REQUIRED ACTION:
Pick out each line in these entries that contains the string "below".

[Stored data entries]
▬▬▬

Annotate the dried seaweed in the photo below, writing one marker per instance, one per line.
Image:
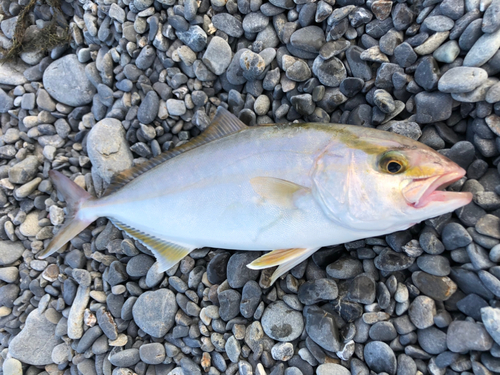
(50, 36)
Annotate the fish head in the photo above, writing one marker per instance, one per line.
(379, 181)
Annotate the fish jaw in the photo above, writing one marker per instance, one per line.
(427, 193)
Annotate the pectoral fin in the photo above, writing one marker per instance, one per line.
(280, 192)
(285, 259)
(167, 253)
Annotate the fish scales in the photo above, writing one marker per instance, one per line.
(285, 189)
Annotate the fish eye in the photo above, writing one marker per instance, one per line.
(394, 166)
(393, 163)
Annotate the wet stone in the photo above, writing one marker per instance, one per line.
(322, 328)
(312, 292)
(330, 72)
(239, 273)
(229, 301)
(455, 236)
(477, 337)
(422, 311)
(154, 312)
(310, 39)
(434, 264)
(380, 357)
(391, 261)
(462, 79)
(250, 298)
(471, 305)
(489, 317)
(433, 106)
(344, 269)
(148, 110)
(282, 323)
(361, 289)
(216, 269)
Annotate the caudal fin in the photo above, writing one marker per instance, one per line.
(74, 196)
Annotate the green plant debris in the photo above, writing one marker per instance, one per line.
(50, 36)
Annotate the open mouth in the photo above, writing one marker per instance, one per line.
(421, 192)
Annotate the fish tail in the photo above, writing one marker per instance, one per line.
(76, 221)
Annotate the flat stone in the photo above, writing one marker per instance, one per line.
(462, 79)
(12, 73)
(322, 328)
(66, 81)
(476, 334)
(154, 312)
(34, 344)
(490, 317)
(282, 323)
(217, 56)
(331, 72)
(380, 357)
(491, 17)
(108, 149)
(433, 106)
(483, 50)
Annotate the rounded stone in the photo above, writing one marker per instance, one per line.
(154, 312)
(66, 81)
(462, 79)
(282, 323)
(380, 357)
(108, 149)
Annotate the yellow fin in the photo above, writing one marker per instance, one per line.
(223, 124)
(275, 258)
(167, 253)
(277, 191)
(286, 259)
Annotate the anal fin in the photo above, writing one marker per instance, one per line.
(167, 253)
(285, 259)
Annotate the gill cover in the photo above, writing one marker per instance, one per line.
(345, 186)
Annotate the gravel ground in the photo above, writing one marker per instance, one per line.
(143, 76)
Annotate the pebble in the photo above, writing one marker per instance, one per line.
(432, 106)
(309, 39)
(483, 49)
(477, 337)
(229, 301)
(462, 79)
(282, 323)
(380, 357)
(148, 110)
(491, 18)
(34, 344)
(154, 312)
(329, 72)
(422, 311)
(108, 149)
(489, 317)
(75, 318)
(217, 55)
(239, 273)
(344, 268)
(331, 368)
(65, 80)
(312, 292)
(322, 328)
(10, 252)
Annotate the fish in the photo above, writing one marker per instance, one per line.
(288, 190)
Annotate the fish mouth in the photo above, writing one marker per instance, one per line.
(422, 191)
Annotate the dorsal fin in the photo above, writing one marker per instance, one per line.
(223, 124)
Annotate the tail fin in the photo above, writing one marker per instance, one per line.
(74, 196)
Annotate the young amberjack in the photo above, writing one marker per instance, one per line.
(289, 189)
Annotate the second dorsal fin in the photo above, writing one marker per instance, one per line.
(223, 124)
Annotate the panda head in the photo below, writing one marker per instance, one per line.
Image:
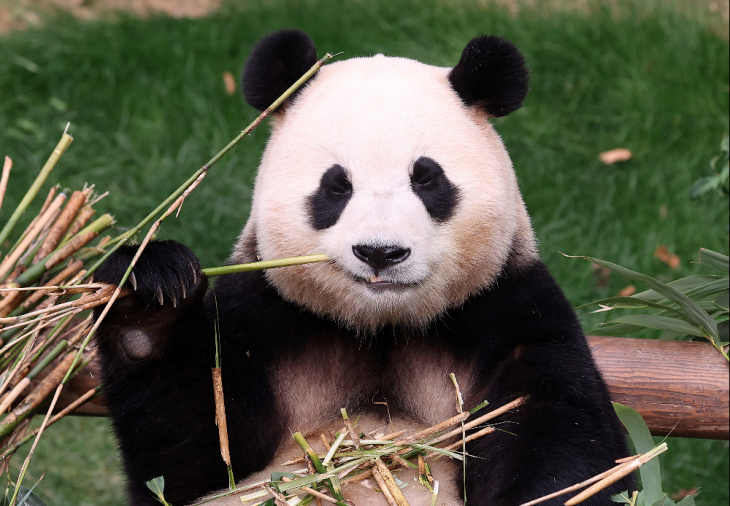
(392, 168)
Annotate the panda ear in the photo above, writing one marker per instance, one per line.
(275, 63)
(491, 75)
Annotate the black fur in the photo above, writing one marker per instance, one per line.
(491, 75)
(327, 203)
(522, 335)
(434, 189)
(275, 63)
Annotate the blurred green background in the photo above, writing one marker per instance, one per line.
(148, 106)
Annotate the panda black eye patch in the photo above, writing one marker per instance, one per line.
(434, 189)
(326, 204)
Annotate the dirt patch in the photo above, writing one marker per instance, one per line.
(21, 14)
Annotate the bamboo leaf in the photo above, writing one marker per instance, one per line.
(618, 330)
(693, 312)
(156, 485)
(723, 300)
(687, 501)
(661, 323)
(715, 259)
(683, 285)
(651, 477)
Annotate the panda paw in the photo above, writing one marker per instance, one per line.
(167, 273)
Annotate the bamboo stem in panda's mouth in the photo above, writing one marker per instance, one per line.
(265, 264)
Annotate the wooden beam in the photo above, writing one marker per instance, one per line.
(678, 387)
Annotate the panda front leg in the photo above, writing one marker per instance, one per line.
(565, 433)
(157, 350)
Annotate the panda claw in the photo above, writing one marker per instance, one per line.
(183, 294)
(195, 274)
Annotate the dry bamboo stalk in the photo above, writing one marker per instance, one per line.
(29, 457)
(575, 487)
(49, 198)
(48, 308)
(397, 459)
(40, 392)
(471, 437)
(83, 217)
(326, 444)
(478, 421)
(66, 273)
(279, 499)
(17, 435)
(9, 303)
(10, 376)
(4, 181)
(436, 428)
(77, 200)
(383, 487)
(220, 415)
(87, 287)
(71, 247)
(391, 436)
(620, 471)
(13, 257)
(311, 491)
(14, 394)
(389, 480)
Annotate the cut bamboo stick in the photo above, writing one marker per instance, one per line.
(61, 224)
(13, 257)
(65, 141)
(4, 181)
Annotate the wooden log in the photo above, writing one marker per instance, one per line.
(678, 387)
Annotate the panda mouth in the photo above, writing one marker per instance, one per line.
(379, 283)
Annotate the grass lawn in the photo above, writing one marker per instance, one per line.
(148, 106)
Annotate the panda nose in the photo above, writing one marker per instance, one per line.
(380, 257)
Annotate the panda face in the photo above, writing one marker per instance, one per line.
(380, 165)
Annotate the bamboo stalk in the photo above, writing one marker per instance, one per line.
(29, 457)
(34, 399)
(70, 270)
(61, 224)
(390, 483)
(482, 419)
(383, 487)
(36, 271)
(204, 169)
(265, 264)
(220, 415)
(79, 240)
(575, 487)
(14, 393)
(436, 428)
(84, 215)
(65, 141)
(4, 181)
(623, 470)
(13, 257)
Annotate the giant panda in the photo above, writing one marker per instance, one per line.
(392, 168)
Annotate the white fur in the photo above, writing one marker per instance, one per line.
(375, 117)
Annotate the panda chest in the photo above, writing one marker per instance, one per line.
(411, 381)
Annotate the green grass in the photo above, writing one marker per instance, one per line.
(147, 106)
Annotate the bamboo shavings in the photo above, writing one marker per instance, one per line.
(379, 458)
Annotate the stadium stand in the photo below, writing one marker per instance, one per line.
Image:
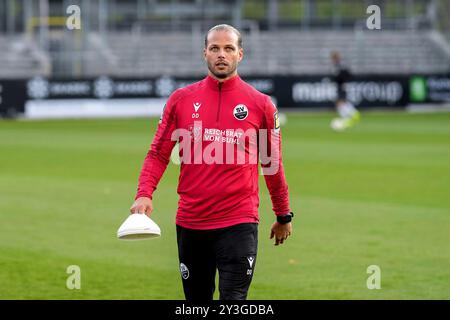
(284, 52)
(21, 57)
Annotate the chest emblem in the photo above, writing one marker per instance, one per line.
(240, 112)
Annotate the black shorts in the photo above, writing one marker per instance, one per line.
(231, 250)
(341, 94)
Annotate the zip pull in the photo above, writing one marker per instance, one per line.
(220, 101)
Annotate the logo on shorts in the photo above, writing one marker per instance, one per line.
(250, 261)
(184, 271)
(240, 112)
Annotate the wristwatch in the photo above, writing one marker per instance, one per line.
(285, 218)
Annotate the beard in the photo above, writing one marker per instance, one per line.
(222, 74)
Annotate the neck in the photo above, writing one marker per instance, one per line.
(222, 79)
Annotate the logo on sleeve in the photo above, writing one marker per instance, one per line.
(240, 112)
(162, 114)
(276, 121)
(197, 106)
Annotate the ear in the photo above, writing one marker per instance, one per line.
(241, 54)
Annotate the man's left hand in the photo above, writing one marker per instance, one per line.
(281, 232)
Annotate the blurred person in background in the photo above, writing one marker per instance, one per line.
(341, 75)
(217, 218)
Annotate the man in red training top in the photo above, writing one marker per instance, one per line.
(223, 126)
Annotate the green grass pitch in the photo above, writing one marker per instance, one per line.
(378, 194)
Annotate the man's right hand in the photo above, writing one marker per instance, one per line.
(142, 205)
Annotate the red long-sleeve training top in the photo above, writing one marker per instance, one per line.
(224, 130)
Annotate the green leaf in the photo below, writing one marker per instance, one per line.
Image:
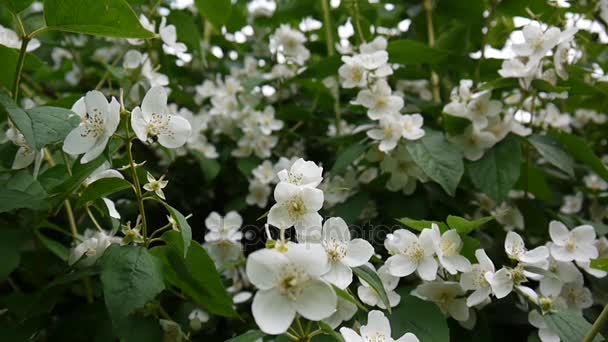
(347, 157)
(16, 6)
(439, 159)
(246, 165)
(210, 167)
(419, 225)
(600, 264)
(497, 172)
(344, 294)
(80, 172)
(109, 18)
(23, 191)
(195, 275)
(102, 188)
(406, 51)
(40, 126)
(569, 326)
(216, 11)
(327, 330)
(373, 280)
(578, 148)
(11, 242)
(249, 336)
(53, 246)
(422, 318)
(464, 226)
(131, 277)
(469, 246)
(185, 231)
(553, 152)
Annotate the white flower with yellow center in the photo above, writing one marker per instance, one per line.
(411, 253)
(223, 228)
(289, 283)
(447, 248)
(575, 245)
(476, 279)
(449, 296)
(297, 206)
(302, 173)
(379, 100)
(153, 121)
(377, 329)
(156, 185)
(342, 252)
(99, 120)
(516, 250)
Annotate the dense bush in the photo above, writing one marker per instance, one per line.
(441, 163)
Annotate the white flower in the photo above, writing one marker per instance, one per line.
(133, 59)
(258, 193)
(99, 120)
(572, 204)
(577, 244)
(156, 185)
(171, 46)
(537, 42)
(153, 120)
(197, 317)
(377, 329)
(9, 38)
(297, 206)
(389, 132)
(577, 296)
(93, 246)
(562, 272)
(412, 126)
(516, 250)
(290, 43)
(476, 279)
(447, 248)
(289, 283)
(379, 101)
(156, 79)
(302, 173)
(411, 253)
(370, 297)
(352, 74)
(342, 252)
(344, 312)
(264, 172)
(509, 216)
(594, 182)
(25, 154)
(481, 107)
(447, 295)
(223, 228)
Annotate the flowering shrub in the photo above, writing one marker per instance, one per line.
(198, 170)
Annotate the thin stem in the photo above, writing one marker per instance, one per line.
(597, 325)
(39, 31)
(138, 193)
(20, 62)
(356, 17)
(19, 25)
(92, 217)
(484, 41)
(428, 7)
(329, 40)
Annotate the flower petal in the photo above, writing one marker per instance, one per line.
(272, 312)
(317, 301)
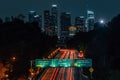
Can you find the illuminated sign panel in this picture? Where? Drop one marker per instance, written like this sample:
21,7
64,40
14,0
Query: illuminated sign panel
44,63
83,62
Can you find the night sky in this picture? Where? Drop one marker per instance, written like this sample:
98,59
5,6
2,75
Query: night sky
105,9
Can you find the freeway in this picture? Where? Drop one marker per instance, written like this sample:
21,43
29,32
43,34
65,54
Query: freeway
66,73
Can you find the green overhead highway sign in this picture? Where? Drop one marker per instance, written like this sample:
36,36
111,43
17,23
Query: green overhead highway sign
43,63
83,62
65,63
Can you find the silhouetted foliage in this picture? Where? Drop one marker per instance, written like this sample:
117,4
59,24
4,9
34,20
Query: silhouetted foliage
26,42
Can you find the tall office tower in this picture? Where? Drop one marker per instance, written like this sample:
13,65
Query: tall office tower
90,20
38,18
54,21
31,15
80,23
65,23
47,22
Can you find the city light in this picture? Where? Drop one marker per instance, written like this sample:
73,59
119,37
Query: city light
101,21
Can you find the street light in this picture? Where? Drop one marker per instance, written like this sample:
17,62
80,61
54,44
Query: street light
102,21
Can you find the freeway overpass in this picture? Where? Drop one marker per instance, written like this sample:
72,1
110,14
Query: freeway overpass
64,73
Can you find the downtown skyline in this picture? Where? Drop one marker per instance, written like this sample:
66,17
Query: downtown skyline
102,9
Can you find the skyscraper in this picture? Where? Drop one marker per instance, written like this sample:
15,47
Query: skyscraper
80,23
38,18
47,22
90,20
31,15
54,19
65,23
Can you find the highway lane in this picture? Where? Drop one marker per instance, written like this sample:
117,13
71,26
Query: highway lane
69,73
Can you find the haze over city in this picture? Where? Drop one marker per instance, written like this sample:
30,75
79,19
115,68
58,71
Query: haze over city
103,8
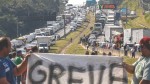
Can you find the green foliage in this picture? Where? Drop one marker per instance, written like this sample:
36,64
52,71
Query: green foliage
12,12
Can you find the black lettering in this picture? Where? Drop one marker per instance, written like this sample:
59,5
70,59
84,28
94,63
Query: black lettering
40,72
91,74
77,69
102,68
53,68
112,78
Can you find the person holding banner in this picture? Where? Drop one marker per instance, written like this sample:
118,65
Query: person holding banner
8,70
141,68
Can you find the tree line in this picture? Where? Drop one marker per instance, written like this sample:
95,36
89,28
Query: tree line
25,15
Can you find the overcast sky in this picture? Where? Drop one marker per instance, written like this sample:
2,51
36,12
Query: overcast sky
77,2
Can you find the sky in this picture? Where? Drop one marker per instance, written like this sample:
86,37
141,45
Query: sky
77,2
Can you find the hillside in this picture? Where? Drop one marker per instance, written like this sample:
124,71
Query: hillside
142,20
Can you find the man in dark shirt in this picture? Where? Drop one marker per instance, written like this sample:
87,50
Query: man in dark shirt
8,70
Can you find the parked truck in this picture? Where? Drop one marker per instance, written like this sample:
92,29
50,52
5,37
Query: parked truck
44,43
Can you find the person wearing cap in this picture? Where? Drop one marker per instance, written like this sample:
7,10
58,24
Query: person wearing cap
8,70
141,68
17,61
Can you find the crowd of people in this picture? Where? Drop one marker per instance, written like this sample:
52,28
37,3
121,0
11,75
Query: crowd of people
13,66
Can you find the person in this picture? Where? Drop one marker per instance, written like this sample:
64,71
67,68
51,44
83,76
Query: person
93,53
71,40
8,70
34,49
104,53
87,52
126,48
109,54
133,52
87,46
17,61
141,68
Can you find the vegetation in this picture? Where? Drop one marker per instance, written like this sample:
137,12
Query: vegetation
141,21
20,13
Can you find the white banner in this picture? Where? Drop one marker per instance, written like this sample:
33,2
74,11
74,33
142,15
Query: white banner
75,69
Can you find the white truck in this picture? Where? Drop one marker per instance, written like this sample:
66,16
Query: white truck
44,43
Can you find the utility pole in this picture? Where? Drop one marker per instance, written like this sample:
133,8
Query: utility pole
64,26
17,28
126,11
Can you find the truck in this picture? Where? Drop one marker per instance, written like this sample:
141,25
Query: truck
98,28
109,31
43,43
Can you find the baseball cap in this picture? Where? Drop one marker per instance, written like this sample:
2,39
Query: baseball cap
146,42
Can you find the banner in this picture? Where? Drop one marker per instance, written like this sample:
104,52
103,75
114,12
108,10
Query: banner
75,69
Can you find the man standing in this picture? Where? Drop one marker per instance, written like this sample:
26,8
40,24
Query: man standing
18,60
141,68
8,70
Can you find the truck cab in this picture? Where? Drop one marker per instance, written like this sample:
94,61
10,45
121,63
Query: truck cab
43,48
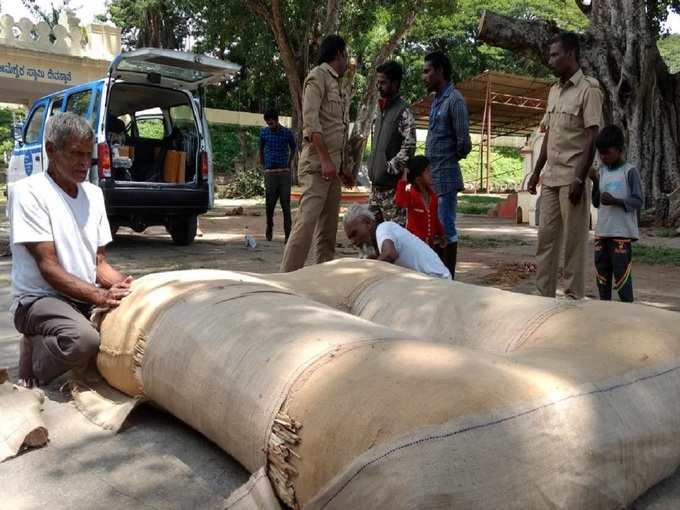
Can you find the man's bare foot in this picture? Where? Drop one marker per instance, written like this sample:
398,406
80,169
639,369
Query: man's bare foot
26,376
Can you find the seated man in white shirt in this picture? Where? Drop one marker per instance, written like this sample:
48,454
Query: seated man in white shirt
392,242
58,230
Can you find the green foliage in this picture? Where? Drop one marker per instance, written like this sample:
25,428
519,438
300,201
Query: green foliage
248,183
231,143
151,128
155,23
656,255
6,136
453,32
506,167
477,204
669,47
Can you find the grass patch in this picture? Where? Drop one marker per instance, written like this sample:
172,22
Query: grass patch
656,255
491,242
477,204
481,199
665,232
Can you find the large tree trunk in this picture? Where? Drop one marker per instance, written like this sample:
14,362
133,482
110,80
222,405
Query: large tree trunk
364,120
640,95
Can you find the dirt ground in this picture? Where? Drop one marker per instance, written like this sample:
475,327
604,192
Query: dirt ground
492,252
158,462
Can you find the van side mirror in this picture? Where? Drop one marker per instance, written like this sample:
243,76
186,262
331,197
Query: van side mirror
18,133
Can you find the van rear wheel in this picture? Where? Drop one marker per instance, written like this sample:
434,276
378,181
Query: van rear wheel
183,229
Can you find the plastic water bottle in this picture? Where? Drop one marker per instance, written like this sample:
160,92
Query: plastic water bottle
250,240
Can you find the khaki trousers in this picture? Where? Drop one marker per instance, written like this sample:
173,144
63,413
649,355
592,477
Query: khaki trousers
60,333
562,224
317,219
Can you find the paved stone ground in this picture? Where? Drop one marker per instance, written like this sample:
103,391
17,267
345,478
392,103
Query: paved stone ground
156,462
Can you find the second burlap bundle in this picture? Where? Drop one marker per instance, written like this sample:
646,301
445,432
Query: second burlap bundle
450,396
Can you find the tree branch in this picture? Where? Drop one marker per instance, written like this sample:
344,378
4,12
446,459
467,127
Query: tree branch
333,11
585,9
258,8
529,38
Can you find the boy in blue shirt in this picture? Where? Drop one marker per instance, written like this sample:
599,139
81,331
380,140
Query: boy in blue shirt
617,192
277,148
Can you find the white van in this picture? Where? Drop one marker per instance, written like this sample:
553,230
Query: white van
153,158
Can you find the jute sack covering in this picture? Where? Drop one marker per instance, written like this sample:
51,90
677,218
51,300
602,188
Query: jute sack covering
21,423
431,308
345,413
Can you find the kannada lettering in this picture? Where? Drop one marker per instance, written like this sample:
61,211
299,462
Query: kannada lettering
19,71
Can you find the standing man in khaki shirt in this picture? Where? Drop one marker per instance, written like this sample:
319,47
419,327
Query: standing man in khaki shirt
324,131
571,124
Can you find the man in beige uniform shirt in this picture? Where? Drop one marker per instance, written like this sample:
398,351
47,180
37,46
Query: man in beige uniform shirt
571,124
324,128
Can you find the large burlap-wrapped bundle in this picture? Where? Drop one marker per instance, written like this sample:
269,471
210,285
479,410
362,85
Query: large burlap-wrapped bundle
565,406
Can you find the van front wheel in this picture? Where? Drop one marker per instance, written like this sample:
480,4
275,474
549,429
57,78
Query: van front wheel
183,229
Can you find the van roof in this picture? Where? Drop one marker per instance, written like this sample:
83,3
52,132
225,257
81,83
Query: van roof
74,88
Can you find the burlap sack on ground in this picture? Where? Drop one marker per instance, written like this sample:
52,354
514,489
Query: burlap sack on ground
21,423
346,413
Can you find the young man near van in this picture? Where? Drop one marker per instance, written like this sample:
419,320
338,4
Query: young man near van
277,148
448,142
58,230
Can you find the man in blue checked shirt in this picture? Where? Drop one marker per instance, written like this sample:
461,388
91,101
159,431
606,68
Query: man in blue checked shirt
277,148
448,141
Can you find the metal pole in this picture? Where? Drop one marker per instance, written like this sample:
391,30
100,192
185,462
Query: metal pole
488,153
482,141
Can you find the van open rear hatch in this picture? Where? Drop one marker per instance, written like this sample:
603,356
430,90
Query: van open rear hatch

▬▬▬

SOLUTION TO THIS EXERCISE:
Annotate the dried seaweed in the photo below, writing one marker per instance, one per line.
Annotate the panda head in the photo below, writing one marker per instance, one per line.
Annotate the stadium stand in the photo below, writing one marker per instance, one per line.
Annotate the green leaf in the photo below, writing one marker per instance, one per line.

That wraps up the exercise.